**Given exercise:** Extract each line of the records below that contains the string "every", matching case exactly.

# Information shown start

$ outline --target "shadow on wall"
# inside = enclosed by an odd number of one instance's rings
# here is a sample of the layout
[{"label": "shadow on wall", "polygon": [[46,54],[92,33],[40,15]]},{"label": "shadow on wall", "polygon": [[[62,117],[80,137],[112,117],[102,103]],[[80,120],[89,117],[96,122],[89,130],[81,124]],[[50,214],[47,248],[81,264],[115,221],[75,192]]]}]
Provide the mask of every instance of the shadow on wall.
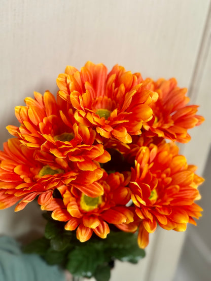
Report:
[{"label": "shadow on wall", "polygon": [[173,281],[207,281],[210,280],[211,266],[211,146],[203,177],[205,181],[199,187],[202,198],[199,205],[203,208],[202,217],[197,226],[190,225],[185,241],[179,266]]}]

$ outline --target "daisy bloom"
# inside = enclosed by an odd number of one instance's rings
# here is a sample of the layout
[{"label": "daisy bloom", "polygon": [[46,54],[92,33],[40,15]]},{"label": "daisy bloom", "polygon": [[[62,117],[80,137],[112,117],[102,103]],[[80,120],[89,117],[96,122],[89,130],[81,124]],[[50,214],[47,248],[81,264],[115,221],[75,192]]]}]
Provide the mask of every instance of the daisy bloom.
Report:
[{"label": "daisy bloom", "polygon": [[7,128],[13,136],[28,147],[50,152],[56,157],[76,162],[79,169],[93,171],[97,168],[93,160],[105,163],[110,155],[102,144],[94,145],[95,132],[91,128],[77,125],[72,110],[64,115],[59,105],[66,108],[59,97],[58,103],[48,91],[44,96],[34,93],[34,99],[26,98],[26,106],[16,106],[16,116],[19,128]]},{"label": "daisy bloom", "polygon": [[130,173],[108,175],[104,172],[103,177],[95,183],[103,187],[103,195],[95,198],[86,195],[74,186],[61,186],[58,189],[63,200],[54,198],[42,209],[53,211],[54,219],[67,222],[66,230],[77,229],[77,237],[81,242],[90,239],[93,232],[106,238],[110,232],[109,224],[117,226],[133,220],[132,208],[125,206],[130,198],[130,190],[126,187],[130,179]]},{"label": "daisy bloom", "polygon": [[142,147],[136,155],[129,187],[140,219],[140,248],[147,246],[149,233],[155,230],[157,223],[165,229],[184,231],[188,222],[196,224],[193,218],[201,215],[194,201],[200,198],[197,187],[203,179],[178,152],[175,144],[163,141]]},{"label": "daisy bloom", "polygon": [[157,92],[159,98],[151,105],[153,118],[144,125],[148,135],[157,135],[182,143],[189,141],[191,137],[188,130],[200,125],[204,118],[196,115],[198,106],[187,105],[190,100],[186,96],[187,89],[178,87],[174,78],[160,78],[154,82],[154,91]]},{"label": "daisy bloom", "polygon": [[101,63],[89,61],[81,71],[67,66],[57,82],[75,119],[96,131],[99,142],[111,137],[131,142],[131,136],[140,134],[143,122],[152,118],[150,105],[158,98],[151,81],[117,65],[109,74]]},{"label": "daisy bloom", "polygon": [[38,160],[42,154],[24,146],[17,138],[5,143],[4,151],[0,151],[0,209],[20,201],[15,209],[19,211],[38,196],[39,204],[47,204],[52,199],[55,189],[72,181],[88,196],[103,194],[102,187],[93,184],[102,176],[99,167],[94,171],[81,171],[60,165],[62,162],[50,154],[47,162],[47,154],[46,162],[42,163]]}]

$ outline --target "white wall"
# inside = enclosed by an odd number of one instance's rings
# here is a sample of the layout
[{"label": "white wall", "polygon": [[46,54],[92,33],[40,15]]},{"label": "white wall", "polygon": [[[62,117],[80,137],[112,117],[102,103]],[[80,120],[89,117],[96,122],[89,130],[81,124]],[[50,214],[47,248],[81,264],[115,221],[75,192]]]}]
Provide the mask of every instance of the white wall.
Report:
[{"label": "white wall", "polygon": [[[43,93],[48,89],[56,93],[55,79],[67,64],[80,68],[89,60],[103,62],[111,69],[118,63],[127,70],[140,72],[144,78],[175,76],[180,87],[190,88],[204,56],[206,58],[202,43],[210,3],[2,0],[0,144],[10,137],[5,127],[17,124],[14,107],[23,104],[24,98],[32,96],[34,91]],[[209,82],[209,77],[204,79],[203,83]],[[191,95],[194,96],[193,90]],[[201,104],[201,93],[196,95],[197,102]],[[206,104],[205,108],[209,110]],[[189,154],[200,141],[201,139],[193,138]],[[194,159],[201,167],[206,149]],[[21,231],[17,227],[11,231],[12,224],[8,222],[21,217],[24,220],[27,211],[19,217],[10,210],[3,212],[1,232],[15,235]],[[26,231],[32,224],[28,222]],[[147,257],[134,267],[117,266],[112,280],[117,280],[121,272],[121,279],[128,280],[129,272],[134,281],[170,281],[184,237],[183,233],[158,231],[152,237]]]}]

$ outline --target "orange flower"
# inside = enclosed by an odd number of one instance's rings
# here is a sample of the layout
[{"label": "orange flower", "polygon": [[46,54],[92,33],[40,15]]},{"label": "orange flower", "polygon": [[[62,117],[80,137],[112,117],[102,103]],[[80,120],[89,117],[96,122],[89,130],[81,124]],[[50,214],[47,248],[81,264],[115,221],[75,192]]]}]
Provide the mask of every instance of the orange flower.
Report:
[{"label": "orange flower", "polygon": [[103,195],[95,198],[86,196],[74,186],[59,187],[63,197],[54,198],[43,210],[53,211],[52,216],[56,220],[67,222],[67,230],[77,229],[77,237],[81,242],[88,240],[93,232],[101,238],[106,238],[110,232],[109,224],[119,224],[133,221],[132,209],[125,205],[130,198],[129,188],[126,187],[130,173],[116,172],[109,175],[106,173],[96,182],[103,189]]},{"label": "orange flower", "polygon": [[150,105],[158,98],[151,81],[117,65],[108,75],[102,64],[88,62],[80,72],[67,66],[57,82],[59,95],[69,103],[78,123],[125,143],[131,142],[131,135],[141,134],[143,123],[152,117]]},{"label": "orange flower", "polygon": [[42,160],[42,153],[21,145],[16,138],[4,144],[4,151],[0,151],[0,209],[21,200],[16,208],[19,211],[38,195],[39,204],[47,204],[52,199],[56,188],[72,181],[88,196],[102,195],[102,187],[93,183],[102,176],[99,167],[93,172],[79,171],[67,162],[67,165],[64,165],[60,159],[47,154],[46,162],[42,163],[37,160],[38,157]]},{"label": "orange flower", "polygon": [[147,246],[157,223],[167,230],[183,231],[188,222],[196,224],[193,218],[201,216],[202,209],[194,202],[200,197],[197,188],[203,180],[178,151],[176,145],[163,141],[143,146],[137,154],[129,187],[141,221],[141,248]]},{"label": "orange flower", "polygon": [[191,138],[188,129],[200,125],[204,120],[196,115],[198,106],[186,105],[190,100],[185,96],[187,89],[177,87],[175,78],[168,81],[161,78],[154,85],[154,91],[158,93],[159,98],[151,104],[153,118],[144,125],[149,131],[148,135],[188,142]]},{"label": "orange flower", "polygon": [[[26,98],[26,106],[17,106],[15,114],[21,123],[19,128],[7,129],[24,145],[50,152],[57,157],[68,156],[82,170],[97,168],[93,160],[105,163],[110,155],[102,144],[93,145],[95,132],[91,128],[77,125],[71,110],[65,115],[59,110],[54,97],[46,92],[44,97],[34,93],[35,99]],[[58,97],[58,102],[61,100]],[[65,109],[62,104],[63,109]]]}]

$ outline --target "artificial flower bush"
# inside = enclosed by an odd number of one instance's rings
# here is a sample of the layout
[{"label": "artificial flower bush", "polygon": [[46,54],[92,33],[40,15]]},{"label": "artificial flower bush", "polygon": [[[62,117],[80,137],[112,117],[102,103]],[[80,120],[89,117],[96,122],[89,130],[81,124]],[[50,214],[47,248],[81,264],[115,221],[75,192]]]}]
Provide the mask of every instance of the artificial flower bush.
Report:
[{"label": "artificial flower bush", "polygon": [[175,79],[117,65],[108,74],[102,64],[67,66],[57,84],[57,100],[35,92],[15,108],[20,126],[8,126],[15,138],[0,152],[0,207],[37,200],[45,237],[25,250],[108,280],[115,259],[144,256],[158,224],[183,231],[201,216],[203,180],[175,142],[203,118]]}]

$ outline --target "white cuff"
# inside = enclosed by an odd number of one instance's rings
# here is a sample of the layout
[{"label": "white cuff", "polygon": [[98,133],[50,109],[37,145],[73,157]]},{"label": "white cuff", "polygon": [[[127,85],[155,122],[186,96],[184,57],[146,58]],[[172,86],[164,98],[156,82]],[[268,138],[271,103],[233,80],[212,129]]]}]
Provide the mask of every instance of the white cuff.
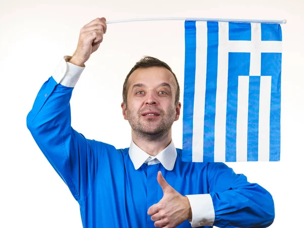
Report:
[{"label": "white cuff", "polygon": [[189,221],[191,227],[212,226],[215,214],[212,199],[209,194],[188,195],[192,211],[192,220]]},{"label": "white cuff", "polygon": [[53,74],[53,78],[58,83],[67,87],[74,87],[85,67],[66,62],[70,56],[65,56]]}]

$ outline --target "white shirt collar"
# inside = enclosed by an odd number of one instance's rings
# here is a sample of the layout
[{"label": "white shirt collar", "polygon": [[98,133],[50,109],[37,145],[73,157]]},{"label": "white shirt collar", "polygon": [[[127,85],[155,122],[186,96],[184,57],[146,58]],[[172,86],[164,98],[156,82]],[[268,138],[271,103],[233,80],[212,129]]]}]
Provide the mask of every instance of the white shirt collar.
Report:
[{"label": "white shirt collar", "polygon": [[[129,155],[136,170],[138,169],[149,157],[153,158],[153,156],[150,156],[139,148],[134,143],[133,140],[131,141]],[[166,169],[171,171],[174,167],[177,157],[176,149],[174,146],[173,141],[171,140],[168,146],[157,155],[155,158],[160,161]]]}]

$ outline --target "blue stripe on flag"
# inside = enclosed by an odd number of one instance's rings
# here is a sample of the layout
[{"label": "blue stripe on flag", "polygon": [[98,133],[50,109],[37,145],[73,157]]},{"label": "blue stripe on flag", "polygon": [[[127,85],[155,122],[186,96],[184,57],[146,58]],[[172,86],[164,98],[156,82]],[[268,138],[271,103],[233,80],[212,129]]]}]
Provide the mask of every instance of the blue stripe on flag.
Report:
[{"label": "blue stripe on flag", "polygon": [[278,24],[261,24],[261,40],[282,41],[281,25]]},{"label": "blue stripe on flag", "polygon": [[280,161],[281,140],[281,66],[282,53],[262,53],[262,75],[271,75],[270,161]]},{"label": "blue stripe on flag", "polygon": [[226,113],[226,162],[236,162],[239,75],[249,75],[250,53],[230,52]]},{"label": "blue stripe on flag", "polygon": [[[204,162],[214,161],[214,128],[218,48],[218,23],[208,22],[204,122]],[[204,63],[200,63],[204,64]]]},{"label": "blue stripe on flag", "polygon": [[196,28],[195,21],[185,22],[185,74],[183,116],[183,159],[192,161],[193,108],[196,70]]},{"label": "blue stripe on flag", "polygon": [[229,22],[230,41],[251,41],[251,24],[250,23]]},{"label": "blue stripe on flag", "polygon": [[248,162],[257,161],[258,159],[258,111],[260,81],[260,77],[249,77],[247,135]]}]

# Information shown end

**Task response:**
Provide the mask of every instance of the shadow on wall.
Provide the mask of every instance of the daisy bloom.
Provide the mask of every instance of the white wall.
Provide the mask of every instance of the orange flower.
Provide the mask of every instance of the artificial flower bush.
Provide the mask of every instance of the white cuff.
Provide the mask of every instance of the white shirt collar.
Provide the mask of every instance of the blue stripe on flag.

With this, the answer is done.